* **Exercise**: Reproduce the entire passage below about parenting expectations and a Daddy-obsessed son, word for word.

* **Text section**:
[Start of section]

I wonder if all parents have ridiculous expectations of their children.
I know I did.
Ok.
Most days, I still do.
Adopting The Angel and The Dinosaur was The Hero & I's first foray into the world of parenting.
I had amazing hopes and dreams.
Crayons, giggles, painting toe nails, family vacations, attachment with cuddles and perfect family pictures.
When we discovered from our referral that we would have not one child but two, I was elated.
I secretly hoped our little boy would be a mama's boy.
I was devastated to learn that our son was anything but.
Daddy was needed for everything.
Sports, cutting his steak, tying his shoes, watching him do a number of jumps off our furniture.
He only asked for one person.
Daddy.
It was like a cuss word to me in our house.
Almost four years later, The Dinosaur is still Daddy obsessed.
Daddy is still requested for almost everything.
Except in the still of the morning when no one else is awake but he and I.
When he grabs a blanket and asks to be cuddled just a little longer.

[End of section]

Natural language region descriptions
[Start of section]

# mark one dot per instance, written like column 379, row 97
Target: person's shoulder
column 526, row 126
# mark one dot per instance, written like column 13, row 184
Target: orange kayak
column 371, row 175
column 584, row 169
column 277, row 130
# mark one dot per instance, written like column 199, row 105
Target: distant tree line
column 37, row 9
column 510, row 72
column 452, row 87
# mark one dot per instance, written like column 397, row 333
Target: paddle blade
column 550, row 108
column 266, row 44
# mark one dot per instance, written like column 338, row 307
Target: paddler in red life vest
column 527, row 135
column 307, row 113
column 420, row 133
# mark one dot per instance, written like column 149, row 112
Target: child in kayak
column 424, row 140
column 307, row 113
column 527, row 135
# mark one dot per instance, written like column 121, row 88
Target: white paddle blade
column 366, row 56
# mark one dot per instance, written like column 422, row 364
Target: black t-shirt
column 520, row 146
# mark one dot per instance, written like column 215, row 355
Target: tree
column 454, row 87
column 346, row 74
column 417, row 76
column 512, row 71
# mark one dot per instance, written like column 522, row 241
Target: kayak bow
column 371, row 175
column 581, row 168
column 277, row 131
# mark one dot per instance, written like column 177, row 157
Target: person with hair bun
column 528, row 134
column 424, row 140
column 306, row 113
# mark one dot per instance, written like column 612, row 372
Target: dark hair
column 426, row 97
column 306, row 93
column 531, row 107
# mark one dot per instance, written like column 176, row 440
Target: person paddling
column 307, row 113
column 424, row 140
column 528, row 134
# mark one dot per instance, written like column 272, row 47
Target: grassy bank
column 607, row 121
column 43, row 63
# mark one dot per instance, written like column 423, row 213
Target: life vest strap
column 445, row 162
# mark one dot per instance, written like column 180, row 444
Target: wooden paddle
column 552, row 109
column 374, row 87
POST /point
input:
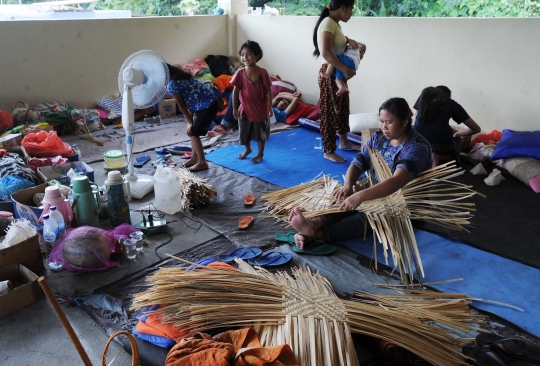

[End of section]

* **Output for this task**:
I wonder if all parents have ridiculous expectations of their children.
I know I did.
Ok.
Most days, I still do.
Adopting The Angel and The Dinosaur was The Hero & I's first foray into the world of parenting.
I had amazing hopes and dreams.
Crayons, giggles, painting toe nails, family vacations, attachment with cuddles and perfect family pictures.
When we discovered from our referral that we would have not one child but two, I was elated.
I secretly hoped our little boy would be a mama's boy.
I was devastated to learn that our son was anything but.
Daddy was needed for everything.
Sports, cutting his steak, tying his shoes, watching him do a number of jumps off our furniture.
He only asked for one person.
Daddy.
It was like a cuss word to me in our house.
Almost four years later, The Dinosaur is still Daddy obsessed.
Daddy is still requested for almost everything.
Except in the still of the morning when no one else is awake but he and I.
When he grabs a blanket and asks to be cuddled just a little longer.